If you know TS format, then for sure, you are already very sympathetic with me. TS is a very wicked and complicated format, and they repeat some meta-information every 188 bytes, so that the dump of several seconds of video took megabytes. After reading it, I didn’t find anything suspicious. Then I’ve converted my test MP4 video into a TS using some tool, dumped that TS, and compared. Well, there were some differences, in particular, how often the PCR was transmitted. Theoretically, PCR is just a system clock and should not influence the playback at all, but practically we already knew about some hardware bugs in the decoder making it allergic to unclear PCR signaling. I’ve spent some time trying to improve PCR, but this didn’t help either.

I have then played the dumped TS file, and I could see the seek backwards that I did during the recording. This has convinced me that mpegtsmux was also bug-free. The last filter I could suspect was our own sink. Implementing a GStreamer filter is not easy to do right in the first time. So that I went through all the functions, all the states, all the events, informed myself how the proper implementation should looked like, and found a lot of issues. Besides of a lot of memory leaks, we’ve generated a garbage during the seek. Specifically, GStreamer needs it to work in the following way:

1. The seek command arrives at the pipeline and a flush event is sent to all filters.

2. All filters are required to drop all buffered information to prepare themselves for the new data streamed from the new location.

3. When all filters have signaled to be flushed, the pipeline informs the pipeline driver to change playback location.

4. After the seek, the new bytes start flowing in the pipeline. Our code has conformed to this procedure somewhat, but did the cleanup prematurely, so that after the cleanup some more stale data polluted our buffers, before the data from the new location arrived.

I couldn’t explain why did it work with TS but not with MP4, but I’ve figured out that fixing it will make our product better anyways, so I’ve fixed it. As you can imagine, this didn’t solve the original problem.

• Exercise set:
1) Output the debugging passage word for word from "If you know" up to and including "didn’t help either.".
2) Say whether each statement agrees with the debugging passage, answering yes or no and quoting the words that settle it: (a) TS repeats some meta-information every 188 bytes; (b) improving the PCR signaling fixed the problem; (c) fixing the sink's seek handling solved the original problem.

• Information provided:
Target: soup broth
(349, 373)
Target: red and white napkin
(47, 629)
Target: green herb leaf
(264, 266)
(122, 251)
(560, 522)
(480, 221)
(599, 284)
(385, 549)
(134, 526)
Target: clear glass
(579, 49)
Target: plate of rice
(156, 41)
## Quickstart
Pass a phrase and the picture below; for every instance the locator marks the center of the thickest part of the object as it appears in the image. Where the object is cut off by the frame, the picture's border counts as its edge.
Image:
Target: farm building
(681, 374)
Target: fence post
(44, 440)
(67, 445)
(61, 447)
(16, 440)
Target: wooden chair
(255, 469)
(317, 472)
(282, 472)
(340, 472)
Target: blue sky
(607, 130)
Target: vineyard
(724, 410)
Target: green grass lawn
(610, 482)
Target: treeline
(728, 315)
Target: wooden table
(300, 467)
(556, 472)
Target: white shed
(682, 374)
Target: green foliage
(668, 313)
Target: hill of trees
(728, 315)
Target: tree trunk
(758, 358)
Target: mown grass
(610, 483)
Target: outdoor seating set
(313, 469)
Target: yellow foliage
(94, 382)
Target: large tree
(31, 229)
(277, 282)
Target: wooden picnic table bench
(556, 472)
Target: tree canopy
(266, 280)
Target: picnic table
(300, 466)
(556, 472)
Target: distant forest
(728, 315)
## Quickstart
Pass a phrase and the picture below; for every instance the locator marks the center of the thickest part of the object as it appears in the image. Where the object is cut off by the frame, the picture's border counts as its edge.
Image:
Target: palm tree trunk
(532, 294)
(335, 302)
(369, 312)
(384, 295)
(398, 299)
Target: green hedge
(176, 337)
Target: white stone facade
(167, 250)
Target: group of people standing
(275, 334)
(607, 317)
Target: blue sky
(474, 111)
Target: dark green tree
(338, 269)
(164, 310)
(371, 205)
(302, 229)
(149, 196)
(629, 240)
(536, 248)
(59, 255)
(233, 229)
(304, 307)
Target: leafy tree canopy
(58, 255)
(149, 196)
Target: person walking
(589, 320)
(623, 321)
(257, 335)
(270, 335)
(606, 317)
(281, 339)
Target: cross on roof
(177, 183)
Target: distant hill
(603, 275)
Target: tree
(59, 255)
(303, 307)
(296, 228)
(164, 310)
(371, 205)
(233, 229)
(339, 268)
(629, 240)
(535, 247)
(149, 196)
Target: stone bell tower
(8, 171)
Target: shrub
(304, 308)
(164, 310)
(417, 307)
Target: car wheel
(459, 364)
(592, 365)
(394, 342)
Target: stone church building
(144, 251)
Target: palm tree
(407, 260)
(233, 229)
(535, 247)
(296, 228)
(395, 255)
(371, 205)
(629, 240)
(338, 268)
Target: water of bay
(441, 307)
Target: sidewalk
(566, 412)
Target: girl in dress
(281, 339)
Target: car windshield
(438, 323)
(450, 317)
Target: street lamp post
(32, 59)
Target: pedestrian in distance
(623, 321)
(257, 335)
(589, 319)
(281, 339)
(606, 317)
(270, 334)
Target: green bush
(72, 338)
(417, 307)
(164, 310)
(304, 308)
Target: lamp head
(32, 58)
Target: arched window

• Task results:
1)
If you know TS format, then for sure, you are already very sympathetic with me. TS is a very wicked and complicated format, and they repeat some meta-information every 188 bytes, so that the dump of several seconds of video took megabytes. After reading it, I didn’t find anything suspicious. Then I’ve converted my test MP4 video into a TS using some tool, dumped that TS, and compared. Well, there were some differences, in particular, how often the PCR was transmitted. Theoretically, PCR is just a system clock and should not influence the playback at all, but practically we already knew about some hardware bugs in the decoder making it allergic to unclear PCR signaling. I’ve spent some time trying to improve PCR, but this didn’t help either.

2)
(a) Yes: "they repeat some meta-information every 188 bytes"
(b) No: "I’ve spent some time trying to improve PCR, but this didn’t help either."
(c) No: "As you can imagine, this didn’t solve the original problem."